* **TASK PROMPT**
Reproduce all the entries precisely.

## begin SUPPLIED RECORDS

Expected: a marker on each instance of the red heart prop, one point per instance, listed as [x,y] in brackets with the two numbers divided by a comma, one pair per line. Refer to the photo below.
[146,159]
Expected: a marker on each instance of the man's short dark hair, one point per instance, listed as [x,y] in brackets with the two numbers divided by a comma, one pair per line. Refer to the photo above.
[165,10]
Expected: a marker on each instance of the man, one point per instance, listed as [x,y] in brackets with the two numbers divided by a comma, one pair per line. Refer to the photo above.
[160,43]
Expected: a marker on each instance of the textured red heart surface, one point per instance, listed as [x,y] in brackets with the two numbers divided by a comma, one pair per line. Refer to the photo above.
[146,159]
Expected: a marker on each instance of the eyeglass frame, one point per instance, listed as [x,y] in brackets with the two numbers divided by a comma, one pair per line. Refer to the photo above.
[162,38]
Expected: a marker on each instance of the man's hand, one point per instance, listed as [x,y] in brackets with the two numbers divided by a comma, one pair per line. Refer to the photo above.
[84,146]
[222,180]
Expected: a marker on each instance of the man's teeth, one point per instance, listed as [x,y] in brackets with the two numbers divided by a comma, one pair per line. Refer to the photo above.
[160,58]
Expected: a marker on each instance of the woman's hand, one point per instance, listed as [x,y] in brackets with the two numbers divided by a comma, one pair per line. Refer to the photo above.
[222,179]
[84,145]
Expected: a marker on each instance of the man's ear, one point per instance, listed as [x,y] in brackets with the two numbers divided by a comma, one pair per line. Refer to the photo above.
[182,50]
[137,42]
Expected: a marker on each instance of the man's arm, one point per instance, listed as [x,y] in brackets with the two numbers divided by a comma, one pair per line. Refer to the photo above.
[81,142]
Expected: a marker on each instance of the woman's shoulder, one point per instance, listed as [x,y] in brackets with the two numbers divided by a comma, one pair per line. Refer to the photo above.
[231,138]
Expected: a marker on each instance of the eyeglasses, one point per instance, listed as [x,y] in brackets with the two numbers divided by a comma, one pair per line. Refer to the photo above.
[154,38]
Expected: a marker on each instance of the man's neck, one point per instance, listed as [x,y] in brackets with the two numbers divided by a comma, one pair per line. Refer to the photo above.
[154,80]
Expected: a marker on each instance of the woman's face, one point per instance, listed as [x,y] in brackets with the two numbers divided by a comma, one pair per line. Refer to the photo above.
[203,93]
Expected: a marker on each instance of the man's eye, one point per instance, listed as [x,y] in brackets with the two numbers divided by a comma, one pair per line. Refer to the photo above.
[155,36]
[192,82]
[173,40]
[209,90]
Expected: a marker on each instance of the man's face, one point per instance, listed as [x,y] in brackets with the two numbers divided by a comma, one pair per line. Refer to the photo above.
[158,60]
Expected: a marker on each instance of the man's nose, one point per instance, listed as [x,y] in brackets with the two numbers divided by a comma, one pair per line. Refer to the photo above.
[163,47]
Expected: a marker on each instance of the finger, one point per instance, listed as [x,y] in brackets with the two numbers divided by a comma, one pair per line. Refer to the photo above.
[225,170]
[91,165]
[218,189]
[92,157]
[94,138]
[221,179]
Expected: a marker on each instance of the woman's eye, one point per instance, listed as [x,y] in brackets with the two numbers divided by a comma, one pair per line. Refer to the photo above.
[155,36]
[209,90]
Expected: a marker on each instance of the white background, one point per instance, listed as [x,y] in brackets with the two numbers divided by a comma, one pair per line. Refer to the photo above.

## end SUPPLIED RECORDS

* **CORRECT RESPONSE**
Expected: a marker on each instance of the red heart prop, one point per instance, listed as [x,y] in brackets with the two numbers divided by a comma, one pair per line. Refer to the photo below.
[146,159]
Expected: a marker on each instance of the man's short dark hair, one point per instance, listed as [x,y] in brackets with the two numbers divided by a comma, one pair per line. Refer to the photo above.
[165,10]
Expected: a marker on each instance of the man, one point per instance, listed as [x,y] in brackets with the two numbers divided by a comma, one pair per line. Refer to the photo above.
[160,43]
Expected: a marker on each instance of the textured red heart surface, one point per instance, listed as [x,y] in brackets with the two numbers divided by a comma, one pair per line. Refer to the photo above.
[146,159]
Expected: a marker on each instance of the eyeglass frame, one point per instance, listed as [x,y] in brackets with the two numbers divided by a comma, one pair per line. Refer to the photo above.
[162,38]
Expected: a marker on each instance of the man's hand, one point per instance, listed as [x,y] in brackets with the two numbers divided by a comma, one pair per line. Refer to the photo above.
[84,146]
[222,180]
Expected: a marker on each instance of the man's teeth, one point per instance, listed as [x,y] in brackets with the two numbers divided by a comma, one pair per line. Refer to the photo above.
[160,58]
Expected: a marker on each instance of the woman's hand, one point per instance, listed as [x,y] in brackets with the two numbers divided by a comma, one pair per line. Refer to the photo above.
[222,179]
[84,145]
Expected: a marker on each instance of the man's ear, one point per instance, listed as [x,y] in brackets with the two numbers divided by a comma, one pair per line. Refer to the photo above.
[182,50]
[137,42]
Expected: a marker on each instance of the man's arm, one point per instance, listed as [x,y] in brackets with the two numbers divided by a comma, one pair per line. Refer to the photo above.
[81,142]
Expected: a marker on each instance of the woman's shoulder, one point per instance, listed as [x,y] in brackets with the two numbers divided by a comma, one pair per line. Refer to the photo above.
[231,138]
Expected: a marker on each instance of the eyeglasses, one point per instance, listed as [x,y] in brackets with the two numbers divided by a comma, one pair per line. Refer to the photo above.
[154,38]
Expected: a marker on each instance of the man's neck, one point per instance, listed as [x,y] in brackets with the two numbers divided by a comma, one pair per line. Refer to the photo above.
[154,80]
Expected: a marker on each instance of the woman's face, one point per instance, listed as [x,y] in brackets with the two numbers divided by a comma, one pair per line. Refer to the photo above.
[203,93]
Expected: a marker on each instance of the man's eye, one point per instance, listed as [x,y] in brackets with the two numbers divided by a comma, one pair per line. Refer to the photo above.
[155,36]
[192,82]
[173,40]
[209,90]
Expected: a marker on each instance of the man's face, one point per instance, listed as [x,y] in brackets with the two numbers divided by a comma, one pair per line. Refer to the photo above.
[158,60]
Expected: a marker on each instance of the man's nose, one point per instance, listed as [x,y] in brackets with the two numbers divided by a comma, one pair per line. Refer to the photo above.
[163,47]
Expected: a marker on each instance of the finger, one point per instance, listed as [x,y] in brackets with the two numbers divided by a comma, one pair per line. Refer to the photo above.
[225,170]
[91,165]
[218,189]
[92,157]
[94,138]
[221,179]
Expected: a marker on each instance of the woman's eye, one point per instance, listed as [x,y] in brackets with the two numbers divided by a comma, one pair per line. Refer to the photo above.
[155,36]
[209,90]
Expected: a marker on each instance of the white background, one point per instance, listed as [x,y] in brackets with the two numbers divided by a comma, one pair per line. Refer to the photo above.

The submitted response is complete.